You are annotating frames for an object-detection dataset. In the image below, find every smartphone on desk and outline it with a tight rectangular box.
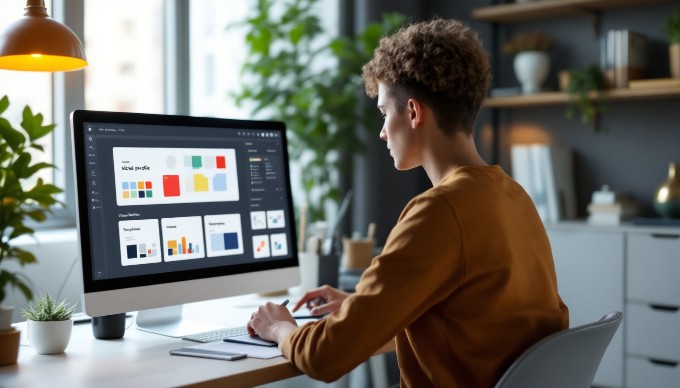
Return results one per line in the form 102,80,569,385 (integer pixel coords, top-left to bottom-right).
224,334,278,347
170,347,247,361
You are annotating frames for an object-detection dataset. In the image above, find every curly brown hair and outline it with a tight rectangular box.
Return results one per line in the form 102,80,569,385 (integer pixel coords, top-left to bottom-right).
362,18,491,135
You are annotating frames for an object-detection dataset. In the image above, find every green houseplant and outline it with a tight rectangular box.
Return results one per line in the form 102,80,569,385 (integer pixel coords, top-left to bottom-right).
232,0,405,222
663,7,680,78
565,64,607,130
21,292,76,354
0,95,63,309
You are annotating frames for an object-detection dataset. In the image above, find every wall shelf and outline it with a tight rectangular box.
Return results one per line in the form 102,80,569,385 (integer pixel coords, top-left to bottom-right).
484,86,680,108
472,0,676,23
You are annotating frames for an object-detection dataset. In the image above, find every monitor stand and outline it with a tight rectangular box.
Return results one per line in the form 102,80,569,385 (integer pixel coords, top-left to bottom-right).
135,305,224,338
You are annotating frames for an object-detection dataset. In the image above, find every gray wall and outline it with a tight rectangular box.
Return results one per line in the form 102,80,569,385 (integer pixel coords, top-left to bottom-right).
351,1,680,245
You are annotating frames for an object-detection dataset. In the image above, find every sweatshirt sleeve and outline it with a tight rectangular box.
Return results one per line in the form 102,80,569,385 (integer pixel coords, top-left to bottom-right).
280,194,465,382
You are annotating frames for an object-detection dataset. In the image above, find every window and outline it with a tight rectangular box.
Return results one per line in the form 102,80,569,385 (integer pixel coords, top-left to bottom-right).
188,0,339,119
188,0,253,119
84,0,164,113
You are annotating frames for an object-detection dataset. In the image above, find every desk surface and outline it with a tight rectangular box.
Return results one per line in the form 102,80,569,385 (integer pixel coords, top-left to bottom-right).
0,294,303,387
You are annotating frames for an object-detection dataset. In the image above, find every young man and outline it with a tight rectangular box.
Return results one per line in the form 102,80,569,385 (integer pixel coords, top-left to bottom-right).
247,18,569,387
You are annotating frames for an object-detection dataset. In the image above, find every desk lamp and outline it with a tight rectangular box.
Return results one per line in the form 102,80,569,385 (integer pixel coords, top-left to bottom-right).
0,0,87,71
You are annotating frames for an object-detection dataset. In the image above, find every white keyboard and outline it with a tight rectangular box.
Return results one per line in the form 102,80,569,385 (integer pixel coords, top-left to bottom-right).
182,326,248,343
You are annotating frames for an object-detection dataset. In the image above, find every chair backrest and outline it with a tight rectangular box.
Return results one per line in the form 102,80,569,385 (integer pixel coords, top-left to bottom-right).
495,311,623,388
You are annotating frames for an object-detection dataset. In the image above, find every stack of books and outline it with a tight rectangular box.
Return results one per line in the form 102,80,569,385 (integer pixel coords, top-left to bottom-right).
511,144,576,223
586,185,638,225
601,29,647,88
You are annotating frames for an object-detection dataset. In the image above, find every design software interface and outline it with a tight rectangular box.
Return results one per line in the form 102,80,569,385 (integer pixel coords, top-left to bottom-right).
81,119,295,284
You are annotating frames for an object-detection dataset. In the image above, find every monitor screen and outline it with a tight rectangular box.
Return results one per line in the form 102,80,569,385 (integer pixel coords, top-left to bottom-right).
71,110,300,335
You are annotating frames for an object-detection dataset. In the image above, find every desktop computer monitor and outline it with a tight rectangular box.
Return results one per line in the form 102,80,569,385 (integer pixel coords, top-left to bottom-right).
71,110,300,337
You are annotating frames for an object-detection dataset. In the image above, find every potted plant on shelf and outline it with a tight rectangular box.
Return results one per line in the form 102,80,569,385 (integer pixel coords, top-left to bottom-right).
232,0,405,223
565,64,607,131
663,7,680,78
21,292,76,354
502,30,552,94
0,95,63,364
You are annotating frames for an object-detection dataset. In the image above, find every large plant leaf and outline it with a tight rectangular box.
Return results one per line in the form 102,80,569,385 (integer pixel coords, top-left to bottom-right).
0,95,9,115
0,117,26,152
21,106,56,142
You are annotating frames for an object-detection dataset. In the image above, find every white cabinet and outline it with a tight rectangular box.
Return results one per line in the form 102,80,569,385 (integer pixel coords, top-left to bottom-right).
626,231,680,387
547,226,624,387
547,223,680,388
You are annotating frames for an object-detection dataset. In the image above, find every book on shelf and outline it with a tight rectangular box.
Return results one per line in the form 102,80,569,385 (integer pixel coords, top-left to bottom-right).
601,29,647,88
511,144,576,223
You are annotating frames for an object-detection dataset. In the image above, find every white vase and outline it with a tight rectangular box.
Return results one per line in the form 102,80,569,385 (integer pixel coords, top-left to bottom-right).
513,51,550,94
27,319,73,354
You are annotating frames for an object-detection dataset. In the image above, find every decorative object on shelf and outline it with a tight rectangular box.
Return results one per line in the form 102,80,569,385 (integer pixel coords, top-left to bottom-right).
663,7,680,78
654,162,680,218
0,0,87,71
565,64,606,130
514,51,550,94
558,70,571,91
503,31,552,94
601,30,647,88
21,292,76,354
0,95,63,362
587,185,638,225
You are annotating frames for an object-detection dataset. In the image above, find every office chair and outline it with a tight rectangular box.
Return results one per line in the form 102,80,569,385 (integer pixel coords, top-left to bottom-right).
495,311,623,388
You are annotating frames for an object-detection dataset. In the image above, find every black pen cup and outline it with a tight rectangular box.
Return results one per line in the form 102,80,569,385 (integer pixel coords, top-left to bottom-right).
92,313,126,340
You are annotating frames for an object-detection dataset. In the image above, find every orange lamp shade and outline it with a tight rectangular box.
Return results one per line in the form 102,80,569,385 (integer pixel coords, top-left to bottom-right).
0,1,87,72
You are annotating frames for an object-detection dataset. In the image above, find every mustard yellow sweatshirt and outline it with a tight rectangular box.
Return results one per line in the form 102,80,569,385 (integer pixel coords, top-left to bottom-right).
282,165,569,386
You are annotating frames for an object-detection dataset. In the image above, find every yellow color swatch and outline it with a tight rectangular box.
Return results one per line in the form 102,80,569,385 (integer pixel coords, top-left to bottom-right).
193,173,209,192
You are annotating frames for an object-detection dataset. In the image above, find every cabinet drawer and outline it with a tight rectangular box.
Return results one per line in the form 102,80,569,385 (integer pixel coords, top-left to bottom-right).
627,303,680,361
626,356,680,388
627,233,680,304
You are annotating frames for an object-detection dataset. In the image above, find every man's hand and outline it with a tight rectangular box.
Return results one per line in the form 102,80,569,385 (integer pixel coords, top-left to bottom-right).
292,285,350,316
247,302,298,344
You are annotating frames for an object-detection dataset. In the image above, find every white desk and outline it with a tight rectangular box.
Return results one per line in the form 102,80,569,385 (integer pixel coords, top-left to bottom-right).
0,294,303,387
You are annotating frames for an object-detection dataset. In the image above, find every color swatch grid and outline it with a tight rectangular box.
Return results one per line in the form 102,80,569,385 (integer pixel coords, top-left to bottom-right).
122,181,153,199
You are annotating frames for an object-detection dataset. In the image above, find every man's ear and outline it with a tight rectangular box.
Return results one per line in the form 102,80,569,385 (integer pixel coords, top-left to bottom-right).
407,98,425,129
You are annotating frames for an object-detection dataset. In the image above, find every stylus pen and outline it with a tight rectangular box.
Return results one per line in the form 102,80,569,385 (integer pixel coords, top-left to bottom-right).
281,299,289,307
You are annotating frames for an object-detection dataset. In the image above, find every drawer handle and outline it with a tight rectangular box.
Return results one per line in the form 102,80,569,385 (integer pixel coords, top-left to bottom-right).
649,304,680,312
650,233,680,239
649,358,679,368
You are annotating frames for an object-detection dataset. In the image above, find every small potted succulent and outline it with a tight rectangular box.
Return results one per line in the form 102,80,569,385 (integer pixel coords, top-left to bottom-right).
502,31,552,93
21,292,77,354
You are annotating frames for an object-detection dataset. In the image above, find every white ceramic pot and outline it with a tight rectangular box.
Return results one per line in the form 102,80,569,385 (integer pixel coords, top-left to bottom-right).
27,319,73,354
513,51,550,94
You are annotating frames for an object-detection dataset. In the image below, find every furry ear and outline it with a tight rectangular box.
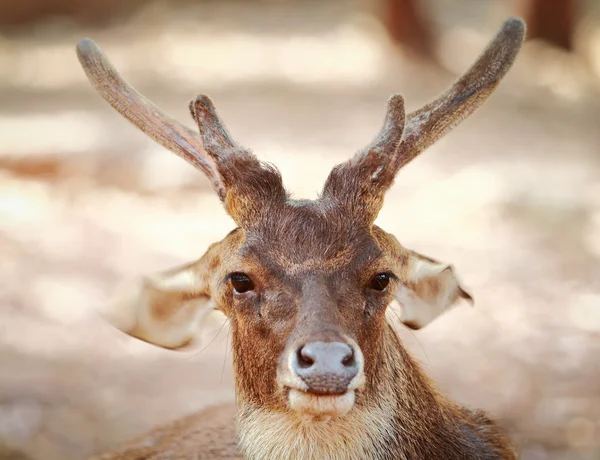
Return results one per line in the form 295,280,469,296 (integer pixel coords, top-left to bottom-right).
395,251,473,329
104,262,215,349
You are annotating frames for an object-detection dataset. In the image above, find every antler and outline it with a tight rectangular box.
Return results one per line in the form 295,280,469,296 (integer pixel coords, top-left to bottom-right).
76,39,286,225
77,39,238,199
322,18,526,222
398,17,526,167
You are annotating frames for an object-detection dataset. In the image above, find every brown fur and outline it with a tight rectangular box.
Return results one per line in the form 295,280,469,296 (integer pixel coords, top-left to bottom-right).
93,404,240,460
78,18,526,460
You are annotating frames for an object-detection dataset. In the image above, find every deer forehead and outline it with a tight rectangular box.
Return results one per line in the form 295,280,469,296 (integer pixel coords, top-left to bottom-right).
225,203,388,277
236,238,386,281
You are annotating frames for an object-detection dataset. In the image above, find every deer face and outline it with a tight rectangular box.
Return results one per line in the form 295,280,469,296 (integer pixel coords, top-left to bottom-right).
213,207,396,417
77,18,524,419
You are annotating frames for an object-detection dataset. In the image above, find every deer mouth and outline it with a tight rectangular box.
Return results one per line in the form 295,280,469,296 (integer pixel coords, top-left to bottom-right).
287,388,356,418
279,372,362,417
279,366,365,417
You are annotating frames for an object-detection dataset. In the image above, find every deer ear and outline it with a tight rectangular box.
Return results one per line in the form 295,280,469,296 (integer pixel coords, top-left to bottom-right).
104,262,215,350
395,251,473,330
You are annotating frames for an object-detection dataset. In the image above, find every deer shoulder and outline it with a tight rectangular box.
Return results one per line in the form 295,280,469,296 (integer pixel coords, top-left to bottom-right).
78,18,526,460
92,403,239,460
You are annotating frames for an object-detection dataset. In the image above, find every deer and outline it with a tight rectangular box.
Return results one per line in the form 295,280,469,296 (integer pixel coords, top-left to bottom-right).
78,18,526,460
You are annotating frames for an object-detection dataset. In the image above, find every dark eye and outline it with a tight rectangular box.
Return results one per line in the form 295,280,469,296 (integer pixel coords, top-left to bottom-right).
370,273,391,292
229,273,255,294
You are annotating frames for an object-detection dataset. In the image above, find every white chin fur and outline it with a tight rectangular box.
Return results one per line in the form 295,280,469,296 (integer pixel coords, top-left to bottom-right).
288,389,355,417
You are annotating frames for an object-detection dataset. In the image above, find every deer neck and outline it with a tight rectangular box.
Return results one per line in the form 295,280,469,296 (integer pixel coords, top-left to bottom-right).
234,324,483,460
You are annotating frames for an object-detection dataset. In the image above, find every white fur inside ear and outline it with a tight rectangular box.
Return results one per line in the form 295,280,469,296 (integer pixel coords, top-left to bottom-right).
133,294,215,349
101,279,145,334
410,259,450,281
102,270,216,350
395,257,467,329
147,269,197,292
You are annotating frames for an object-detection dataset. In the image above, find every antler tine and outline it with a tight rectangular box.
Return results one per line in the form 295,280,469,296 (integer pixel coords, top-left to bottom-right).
396,17,526,169
76,39,231,199
359,95,406,169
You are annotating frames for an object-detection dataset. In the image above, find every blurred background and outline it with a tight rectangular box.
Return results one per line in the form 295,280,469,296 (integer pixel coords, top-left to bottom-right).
0,0,599,459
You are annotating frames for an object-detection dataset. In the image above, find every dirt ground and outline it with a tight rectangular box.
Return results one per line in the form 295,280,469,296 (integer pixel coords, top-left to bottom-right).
1,1,599,459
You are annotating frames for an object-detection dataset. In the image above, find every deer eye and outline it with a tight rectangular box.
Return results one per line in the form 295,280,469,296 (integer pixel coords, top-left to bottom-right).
229,273,255,294
370,273,392,292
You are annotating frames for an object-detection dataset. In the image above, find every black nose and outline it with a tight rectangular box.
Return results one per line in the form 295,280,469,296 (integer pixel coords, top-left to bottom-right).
292,342,359,395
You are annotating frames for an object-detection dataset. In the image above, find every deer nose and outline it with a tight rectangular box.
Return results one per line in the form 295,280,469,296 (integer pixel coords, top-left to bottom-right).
292,342,359,395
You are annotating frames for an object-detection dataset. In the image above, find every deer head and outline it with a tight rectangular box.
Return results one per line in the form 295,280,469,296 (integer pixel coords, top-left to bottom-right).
77,17,524,443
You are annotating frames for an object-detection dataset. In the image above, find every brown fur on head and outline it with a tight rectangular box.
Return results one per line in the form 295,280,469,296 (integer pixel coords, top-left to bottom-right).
78,18,525,459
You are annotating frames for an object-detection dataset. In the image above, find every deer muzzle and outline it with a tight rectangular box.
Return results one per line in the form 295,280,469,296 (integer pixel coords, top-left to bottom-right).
279,338,365,417
292,342,358,394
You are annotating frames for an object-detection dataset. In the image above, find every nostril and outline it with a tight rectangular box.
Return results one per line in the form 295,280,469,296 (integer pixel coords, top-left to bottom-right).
341,349,355,368
296,345,315,368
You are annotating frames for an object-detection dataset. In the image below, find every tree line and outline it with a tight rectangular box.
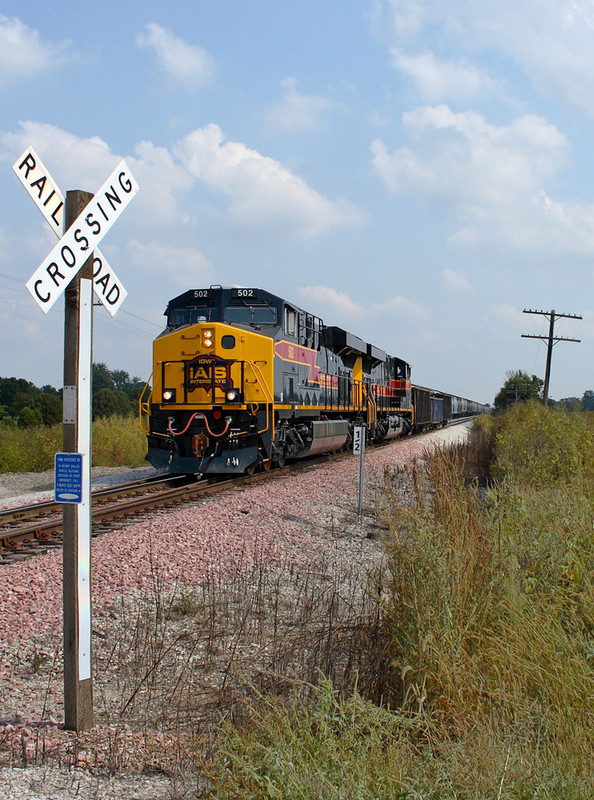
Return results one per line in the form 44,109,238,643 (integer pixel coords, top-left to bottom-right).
2,366,591,427
494,370,594,411
0,364,147,428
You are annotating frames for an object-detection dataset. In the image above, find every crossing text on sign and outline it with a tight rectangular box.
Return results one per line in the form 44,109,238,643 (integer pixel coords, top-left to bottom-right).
26,160,138,313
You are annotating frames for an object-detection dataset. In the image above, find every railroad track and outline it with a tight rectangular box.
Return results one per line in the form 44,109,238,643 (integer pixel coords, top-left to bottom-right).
0,456,332,564
0,418,474,564
0,473,238,563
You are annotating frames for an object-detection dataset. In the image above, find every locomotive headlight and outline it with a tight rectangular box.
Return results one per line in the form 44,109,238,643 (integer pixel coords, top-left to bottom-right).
162,388,176,403
202,329,214,348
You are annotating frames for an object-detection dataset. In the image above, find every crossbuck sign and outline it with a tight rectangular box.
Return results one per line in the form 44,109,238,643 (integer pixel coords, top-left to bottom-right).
13,147,137,315
12,147,139,732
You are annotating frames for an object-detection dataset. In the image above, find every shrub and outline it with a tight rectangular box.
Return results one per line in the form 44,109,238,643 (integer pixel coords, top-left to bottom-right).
18,406,43,429
371,406,594,792
492,401,594,488
205,682,418,799
34,392,63,426
93,388,133,420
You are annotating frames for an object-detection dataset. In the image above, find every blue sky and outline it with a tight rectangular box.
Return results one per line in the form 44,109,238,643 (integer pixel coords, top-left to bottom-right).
1,0,593,404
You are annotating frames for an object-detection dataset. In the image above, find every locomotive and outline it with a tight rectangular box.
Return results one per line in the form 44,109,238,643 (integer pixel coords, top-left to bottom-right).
140,286,488,476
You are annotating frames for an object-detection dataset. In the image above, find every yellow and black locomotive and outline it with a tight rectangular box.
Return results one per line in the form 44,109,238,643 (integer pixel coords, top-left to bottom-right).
140,286,487,476
141,286,417,476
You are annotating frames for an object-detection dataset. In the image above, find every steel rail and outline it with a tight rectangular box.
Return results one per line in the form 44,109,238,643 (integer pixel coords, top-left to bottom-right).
0,418,474,563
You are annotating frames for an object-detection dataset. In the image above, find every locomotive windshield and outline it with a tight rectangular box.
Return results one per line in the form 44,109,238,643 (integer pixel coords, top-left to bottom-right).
168,305,218,327
223,303,278,326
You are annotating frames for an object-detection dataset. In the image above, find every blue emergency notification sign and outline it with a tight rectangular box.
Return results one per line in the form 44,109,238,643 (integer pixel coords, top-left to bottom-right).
55,452,83,503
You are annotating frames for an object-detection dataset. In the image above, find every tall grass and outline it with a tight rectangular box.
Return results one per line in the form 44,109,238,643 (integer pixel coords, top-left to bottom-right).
91,416,147,467
205,406,594,798
0,416,146,472
0,423,61,472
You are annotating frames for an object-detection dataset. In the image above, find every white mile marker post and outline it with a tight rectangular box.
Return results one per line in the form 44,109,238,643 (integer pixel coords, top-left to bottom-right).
13,151,138,732
353,425,366,517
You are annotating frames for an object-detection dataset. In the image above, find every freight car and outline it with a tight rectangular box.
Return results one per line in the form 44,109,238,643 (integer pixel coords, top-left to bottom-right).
140,286,488,476
410,386,487,430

+ + +

> Problem details
Check each line of the material for the word "nose". Copy the ones that have it.

> Output
You are annotating frames for an object-detection dataset. In the image above, find every black nose and outline it with a tight rectangular box.
You are annotating frames for an object-detection dataset. In the image above, find every deer nose and outline it with a tight rectangular box.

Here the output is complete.